Quoted passage
Q: It’s been 50 years since you called on the government to relinquish its control over the administration of publicly funded schools in an essay called “The Role of Government in Education” published in the journal Economics and the Public Interest. Could you please explain what your original proposal was and why you made it at the time you did?

A: My original proposal was in the paper considering the philosophical problem of what role should government play in the field of education. It was part of a broader study of what the role of government was in terms of the basic value of liberty and of individual freedom, and the broader study was contained in the book Capitalism and Freedom, which appeared seven years later in 1962.

So I just asked the question, what role should government play? It does, in fact, at the moment play three roles. First, it requires every child to have a certain amount of compulsory schooling. Second, it finances that schooling by spending money on providing schools. Third, it administers schools—it produces the product of schooling in government-owned and -run buildings.

If you examine that on the grounds of a free society, you can make an argument for government compelling youngsters to have schooling on the grounds that you cannot have a democratic society unless the members of it have at least a certain minimum level of literacy and understanding of history. It’s much more difficult to make a case for the government paying for schooling. It’s not obvious at all why the government should pay for schooling, anymore than it pays for food, clothing, or housing for everybody. You can make an argument that there will be children who are born in indigent families who cannot afford to pay for their schooling. And you could make an argument therefore for government helping out in that case. In fact, there really is no argument for the government paying for the schooling of every child. No social function is performed that way.

But the fact is that we do school children … [yet] there is certainly no justification for government running schools. That is the same question as should the government produce automobiles? Should government grow wheat and run the bakeries? Government has no special merit when it comes to operating and organizing the school.

There are these three functions, of which the third seems clearly not justified by the principles of a free society. There is some justification for the other two, but how can you separate them? And therefore the proposal was made to separate them by having the government provide every parent with a voucher that they could use for schooling and nothing else.

Request a
According to the interview about government's role in education, in what year did the book Capitalism and Freedom appear?

Data supplied
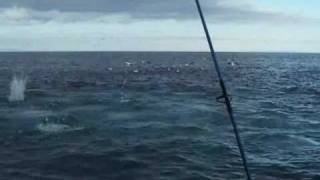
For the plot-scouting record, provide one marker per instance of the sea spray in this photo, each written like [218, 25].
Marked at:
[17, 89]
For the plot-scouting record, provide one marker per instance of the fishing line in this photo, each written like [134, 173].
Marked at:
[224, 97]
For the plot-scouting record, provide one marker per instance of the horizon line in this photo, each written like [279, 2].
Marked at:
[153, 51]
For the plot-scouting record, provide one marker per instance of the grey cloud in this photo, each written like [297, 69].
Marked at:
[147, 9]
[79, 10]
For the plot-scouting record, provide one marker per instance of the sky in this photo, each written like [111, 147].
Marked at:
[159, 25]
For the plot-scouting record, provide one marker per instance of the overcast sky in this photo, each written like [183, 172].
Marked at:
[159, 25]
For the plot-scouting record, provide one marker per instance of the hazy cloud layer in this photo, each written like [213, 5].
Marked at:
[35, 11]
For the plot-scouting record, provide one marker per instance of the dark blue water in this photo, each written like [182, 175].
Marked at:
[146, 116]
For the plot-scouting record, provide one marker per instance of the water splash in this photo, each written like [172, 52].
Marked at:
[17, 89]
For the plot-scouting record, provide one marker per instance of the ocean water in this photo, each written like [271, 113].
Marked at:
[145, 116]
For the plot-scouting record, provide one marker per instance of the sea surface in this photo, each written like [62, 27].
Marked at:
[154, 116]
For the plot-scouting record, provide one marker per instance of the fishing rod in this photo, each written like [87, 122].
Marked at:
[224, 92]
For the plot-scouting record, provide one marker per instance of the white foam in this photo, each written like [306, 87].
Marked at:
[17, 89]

Request b
Copy out the lines of the listing word for word, starting with the line that contains "like [306, 87]." and stopping after the last line of the listing.

Worked answer a
1962

Worked answer b
For the plot-scouting record, provide one marker per instance of the white foam in this photo, each written like [306, 87].
Marked at:
[17, 89]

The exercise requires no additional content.